[start of RAW DATA]

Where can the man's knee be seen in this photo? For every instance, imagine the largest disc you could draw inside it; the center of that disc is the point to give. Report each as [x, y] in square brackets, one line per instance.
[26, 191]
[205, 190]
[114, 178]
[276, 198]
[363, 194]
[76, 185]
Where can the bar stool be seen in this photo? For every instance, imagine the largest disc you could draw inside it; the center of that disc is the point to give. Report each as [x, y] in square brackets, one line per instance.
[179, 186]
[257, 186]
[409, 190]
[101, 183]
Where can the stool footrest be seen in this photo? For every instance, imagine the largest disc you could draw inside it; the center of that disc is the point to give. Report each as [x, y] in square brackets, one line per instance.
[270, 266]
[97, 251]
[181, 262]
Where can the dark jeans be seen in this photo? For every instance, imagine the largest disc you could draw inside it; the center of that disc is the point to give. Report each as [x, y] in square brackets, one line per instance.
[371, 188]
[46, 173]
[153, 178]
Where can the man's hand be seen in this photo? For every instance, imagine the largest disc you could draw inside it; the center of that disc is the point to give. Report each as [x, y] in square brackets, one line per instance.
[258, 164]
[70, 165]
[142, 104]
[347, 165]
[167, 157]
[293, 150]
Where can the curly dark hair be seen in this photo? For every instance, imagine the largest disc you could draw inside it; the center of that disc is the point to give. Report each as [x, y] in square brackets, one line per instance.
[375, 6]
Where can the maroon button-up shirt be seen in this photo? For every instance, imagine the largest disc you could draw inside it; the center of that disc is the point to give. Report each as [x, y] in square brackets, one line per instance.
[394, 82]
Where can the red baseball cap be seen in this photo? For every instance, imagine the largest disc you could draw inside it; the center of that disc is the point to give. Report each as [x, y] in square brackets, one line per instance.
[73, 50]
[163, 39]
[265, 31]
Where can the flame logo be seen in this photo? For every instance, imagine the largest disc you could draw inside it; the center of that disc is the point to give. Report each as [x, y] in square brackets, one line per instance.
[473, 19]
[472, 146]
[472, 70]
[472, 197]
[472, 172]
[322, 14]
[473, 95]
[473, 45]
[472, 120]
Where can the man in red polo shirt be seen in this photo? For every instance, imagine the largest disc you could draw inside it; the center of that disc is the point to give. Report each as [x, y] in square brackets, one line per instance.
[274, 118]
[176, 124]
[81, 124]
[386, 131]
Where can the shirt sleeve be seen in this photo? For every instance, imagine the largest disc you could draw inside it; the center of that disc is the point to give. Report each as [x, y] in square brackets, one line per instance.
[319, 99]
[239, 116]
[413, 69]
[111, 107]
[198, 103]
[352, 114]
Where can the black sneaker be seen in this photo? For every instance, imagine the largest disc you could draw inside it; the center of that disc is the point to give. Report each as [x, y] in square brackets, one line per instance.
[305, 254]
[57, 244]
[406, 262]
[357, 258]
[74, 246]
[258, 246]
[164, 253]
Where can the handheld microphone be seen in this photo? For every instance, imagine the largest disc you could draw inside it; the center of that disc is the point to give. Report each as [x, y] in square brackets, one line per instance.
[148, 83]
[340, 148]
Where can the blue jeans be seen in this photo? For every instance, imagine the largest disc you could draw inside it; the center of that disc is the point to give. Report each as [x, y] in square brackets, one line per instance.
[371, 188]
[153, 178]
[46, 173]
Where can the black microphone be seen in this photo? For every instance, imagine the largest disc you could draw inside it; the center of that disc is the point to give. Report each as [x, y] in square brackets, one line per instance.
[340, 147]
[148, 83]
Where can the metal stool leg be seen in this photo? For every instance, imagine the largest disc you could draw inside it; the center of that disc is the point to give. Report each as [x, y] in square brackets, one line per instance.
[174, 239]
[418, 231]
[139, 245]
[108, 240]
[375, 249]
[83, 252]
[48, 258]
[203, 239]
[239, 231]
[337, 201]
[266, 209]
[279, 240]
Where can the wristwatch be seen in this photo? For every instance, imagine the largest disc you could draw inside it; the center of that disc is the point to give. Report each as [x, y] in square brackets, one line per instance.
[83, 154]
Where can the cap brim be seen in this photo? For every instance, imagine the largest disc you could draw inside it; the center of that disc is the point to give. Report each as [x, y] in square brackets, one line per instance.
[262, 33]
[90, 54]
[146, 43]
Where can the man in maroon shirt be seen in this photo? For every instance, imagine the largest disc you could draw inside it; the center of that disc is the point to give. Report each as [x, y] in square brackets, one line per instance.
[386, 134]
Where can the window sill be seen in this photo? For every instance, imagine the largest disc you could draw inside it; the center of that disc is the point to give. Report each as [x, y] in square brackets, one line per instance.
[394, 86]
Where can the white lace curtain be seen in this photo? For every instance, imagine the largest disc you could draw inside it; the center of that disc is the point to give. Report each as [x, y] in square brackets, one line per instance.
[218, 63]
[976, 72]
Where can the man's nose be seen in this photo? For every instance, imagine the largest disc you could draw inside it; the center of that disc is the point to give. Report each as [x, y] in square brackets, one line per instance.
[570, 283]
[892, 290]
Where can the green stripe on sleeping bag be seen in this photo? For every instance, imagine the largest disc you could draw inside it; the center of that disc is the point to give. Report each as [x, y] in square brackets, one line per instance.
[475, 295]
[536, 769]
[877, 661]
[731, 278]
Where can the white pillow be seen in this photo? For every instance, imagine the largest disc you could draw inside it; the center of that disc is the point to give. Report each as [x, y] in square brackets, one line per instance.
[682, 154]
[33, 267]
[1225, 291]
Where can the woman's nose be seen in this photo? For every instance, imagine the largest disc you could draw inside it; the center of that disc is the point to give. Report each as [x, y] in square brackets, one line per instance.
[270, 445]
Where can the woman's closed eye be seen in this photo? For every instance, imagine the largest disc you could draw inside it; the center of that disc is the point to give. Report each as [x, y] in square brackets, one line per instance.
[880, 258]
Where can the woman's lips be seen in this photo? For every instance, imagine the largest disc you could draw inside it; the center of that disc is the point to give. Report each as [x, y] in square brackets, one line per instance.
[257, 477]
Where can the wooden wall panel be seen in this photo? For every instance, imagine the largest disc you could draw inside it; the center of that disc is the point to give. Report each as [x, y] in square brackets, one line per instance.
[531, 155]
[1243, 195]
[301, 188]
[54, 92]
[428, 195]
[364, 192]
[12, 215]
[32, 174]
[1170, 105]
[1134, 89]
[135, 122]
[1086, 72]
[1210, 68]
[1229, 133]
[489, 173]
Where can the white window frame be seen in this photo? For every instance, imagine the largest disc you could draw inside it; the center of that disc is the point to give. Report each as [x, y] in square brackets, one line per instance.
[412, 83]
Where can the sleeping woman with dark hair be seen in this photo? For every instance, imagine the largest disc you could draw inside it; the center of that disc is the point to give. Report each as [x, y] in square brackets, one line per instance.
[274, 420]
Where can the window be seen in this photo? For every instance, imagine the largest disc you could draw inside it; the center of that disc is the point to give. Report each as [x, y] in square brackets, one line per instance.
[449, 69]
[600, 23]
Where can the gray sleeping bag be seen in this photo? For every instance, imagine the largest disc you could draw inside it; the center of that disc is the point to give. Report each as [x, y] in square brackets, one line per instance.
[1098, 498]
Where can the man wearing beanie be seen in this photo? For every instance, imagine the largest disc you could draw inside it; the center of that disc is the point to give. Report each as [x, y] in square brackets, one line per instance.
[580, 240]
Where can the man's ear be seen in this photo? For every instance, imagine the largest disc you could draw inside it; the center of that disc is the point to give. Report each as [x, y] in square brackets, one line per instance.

[end of RAW DATA]

*PROBLEM REQUIREMENTS:*
Reproduce every record above without changing a single character.

*ANSWER:*
Where can the man's knee be seen in this photo? For every instance, imagine the largest disc you could draw inside it; the center of that disc is the point to give. Report each as [x, y] in square brackets, one line per instance.
[26, 191]
[205, 190]
[114, 178]
[276, 198]
[363, 194]
[76, 185]
Where can the bar stool be seen in this photo? For every instance, imagine the largest disc you could draw inside it; the center of that disc is the point to give. Report each as [x, y] in square brackets, one line per instance.
[179, 186]
[257, 186]
[409, 190]
[101, 183]
Where can the stool footrest be seen in this photo? For every instance, imagine the largest disc you could draw inside it; the center of that disc is the point to give. Report each as [x, y] in square brackets, one line per instance.
[270, 266]
[97, 251]
[181, 262]
Where can the dark jeans be seen in this photo? For every instance, imagine the largest disc you could draw inside it; the center of that disc is the point to give. Report each as [x, y] in square brackets, one line per instance.
[371, 188]
[46, 173]
[153, 178]
Where can the man's hand be seen in this photo? For every instance, imagine the largest disc you could draw inside it; the center of that disc is the point to give. Report each as [x, y] in square brackets, one line per instance.
[258, 164]
[70, 165]
[142, 104]
[347, 165]
[167, 157]
[293, 150]
Where can the curly dark hair be seen in this photo? For every instance, imagine the largest disc you could draw inside it; the center of that disc is the point to give. Report each as [x, y] in square brackets, one line per instance.
[375, 6]
Where can the maroon button-up shirt be seen in this photo? For every instance, imagine the largest disc you could draw inside it; the center of that disc is the point to give. Report each as [x, y] in square brackets, one line per instance.
[394, 82]
Where can the red baseball cap be seen in this photo? For every instance, imagine the largest disc you could draw inside it; the center of that disc is the point to give. Report each as [x, y] in square brackets, one line per instance.
[73, 50]
[163, 39]
[265, 31]
Where can the flame logo be seen in this photo? For every instance, imagine the largest disc you could draw inside it; the center of that disc is the point to give. Report each as [x, y] in square brackets, one line per instance.
[473, 19]
[472, 146]
[472, 70]
[472, 197]
[472, 172]
[322, 14]
[473, 95]
[473, 45]
[472, 120]
Where can the man in red polo shirt be seen in this photo? For every instance, imagine the largest disc you could draw inside it; the center of that disc is the point to give. Report each as [x, y] in square brackets, one line per instance.
[274, 118]
[176, 124]
[81, 124]
[386, 131]
Where can the shirt sleeve be seen in this photo? For every instance, imagine the largest disc you could draw inside it; the center of that disc is the point to give. Report each as [x, y] in square brackets, one line per instance.
[319, 99]
[239, 116]
[413, 69]
[111, 107]
[198, 103]
[352, 114]
Where can the black sneaker be seen in this photo? For every instance, imagine the largest disc you could draw inside it; the center of that disc is the point to give. Report each as [x, y] in square brackets, one line per instance.
[305, 254]
[57, 244]
[406, 262]
[357, 258]
[74, 246]
[258, 246]
[164, 253]
Where can the handheld microphone be seen in this photo? For every instance, imagine the largest disc you could draw inside it; the center of that disc is the point to give. Report each as [x, y] in square brackets, one line per instance.
[148, 83]
[340, 148]
Where can the blue jeans be seen in this photo? For every instance, imagine the largest disc you could draw inside it; the center of that disc is the point to give. Report each as [x, y] in square brackets, one line per instance.
[371, 188]
[153, 178]
[46, 173]
Where can the black microphone be seen in this photo? For every instance, imagine the largest disc you could draw inside it; the center of that disc is the point to give. Report each as [x, y] in square brackets, one line per instance.
[340, 147]
[148, 83]
Where can the metal stool leg be seen in this photo? For every instance, imagine the largest disc you could draw inside it; the center of that disc is the point to give. Report each as [x, y] in square brackets, one line per instance.
[174, 239]
[418, 231]
[139, 245]
[108, 240]
[375, 249]
[83, 252]
[48, 258]
[203, 239]
[239, 231]
[337, 201]
[266, 209]
[279, 240]
Where can the wristwatch be seen in this photo? For every instance, imagine the largest disc you could draw inside it; the center of that disc is the point to give. Report each as [x, y] in square brackets, one line per instance.
[83, 154]
Where can the cap brim be seen in this photo? For every instance, imagine the largest disc you could draw inside it; the center of that disc is the point to give. Report each as [x, y] in square brackets, one line per instance.
[262, 33]
[90, 54]
[146, 43]
Where can the man in maroon shirt be seen in this photo? For every instance, imagine the largest disc you could draw inside it; the center of that disc is the point to give. Report each as [x, y] in square brackets, one line per instance.
[386, 134]
Where can the window sill be seen in this photo? For every instance, imagine the largest disc you could draw inside it; the center of that disc is the point to give. Report each as [x, y] in square brackets, one line per instance.
[394, 86]
Where can the white lace curtain be seen in this photo? For every instance, imagine the largest disc you could draw inside it; the center of that disc is the point to give. Report each as [x, y] in square brackets, one line per instance.
[218, 63]
[976, 72]
Where can the man's nose be seen in this photo? For every instance, imagine the largest disc you could draw inside it; the center of that disc is the point to give. Report each as [x, y] in square brackets, one line per instance.
[570, 283]
[892, 290]
Where can the green stripe on sleeping bag be seen in this photo? For every instance, imagine the largest disc you could draw inside it; the center of that disc is the point to give. Report each as [x, y] in square brackets, one line per instance.
[475, 295]
[536, 769]
[877, 661]
[731, 278]
Where can the white pillow be seen in this photo? For every instance, imagine the largest disc you could draw inside it; the center of that disc is the point to give. Report each as [x, y] in square brackets, one line per instance.
[682, 154]
[33, 267]
[1225, 291]
Where can the woman's nose be seen in this photo? For every instance, imagine the largest disc you could draw inside it; the center of that disc is the point to give. Report each as [x, y] in square brackets, one line per instance.
[270, 445]
Where can the woman's closed eye be seen in this photo? For every instance, imagine the largest disc you could draw inside it; the center of that disc is the point to give. Report each as [x, y] in square brackets, one line per instance.
[880, 258]
Where can the woman's lips be seen in this photo? For every instance, imagine the largest disc you could draw inside it; the center of that disc is the point to give. Report each as [x, y] in square brackets, one line per instance.
[257, 477]
Where can the wooden wall panel be seen in this photo? For every instance, imagine the largest disc you could draw inside it; the center of that disc is the point to give. Report each as [x, y] in square brackets, one line per instance.
[531, 155]
[1243, 195]
[301, 188]
[54, 92]
[428, 195]
[364, 192]
[12, 215]
[32, 174]
[1170, 105]
[1134, 89]
[135, 122]
[1086, 72]
[1210, 68]
[1229, 133]
[489, 173]
Where can the white window frame be seen in this photo? For every instance, imagine the largest disc you could draw inside it; the center of that disc is the point to give. Report each as [x, y] in square brackets, one line per instance.
[412, 83]
Where can the sleeping woman with dark hair be seen in this photo? For every instance, imagine the largest disc you could draw inside it; the center of that disc is the point to give. Report each as [x, y] in square brackets, one line per instance.
[274, 420]
Where can the window be seen in this photo? For every instance, imagine the largest disc you could draw inside it; the center of that disc is the point to give. Report each as [x, y] in square brackets, one line per instance.
[449, 69]
[600, 23]
Where can the gray sleeping bag be seen in this photo? For every instance, imagine the largest disc you could draw inside it; the center of that disc is the point to give. Report each as [x, y] in square brackets, one line per instance.
[1098, 498]
Where can the man wearing beanie be seen in this photo? For every instance, imagine the largest disc you could draw inside it; the center of that disc is the point to give. Report each as [x, y] in square brackets, one line per instance.
[580, 240]
Where can the man's ear be seen in this photo? For every instance, imagine the largest disc you could draw inside it; the center of that disc is the point to give. Report each as [x, y] in square brackets, one line per instance.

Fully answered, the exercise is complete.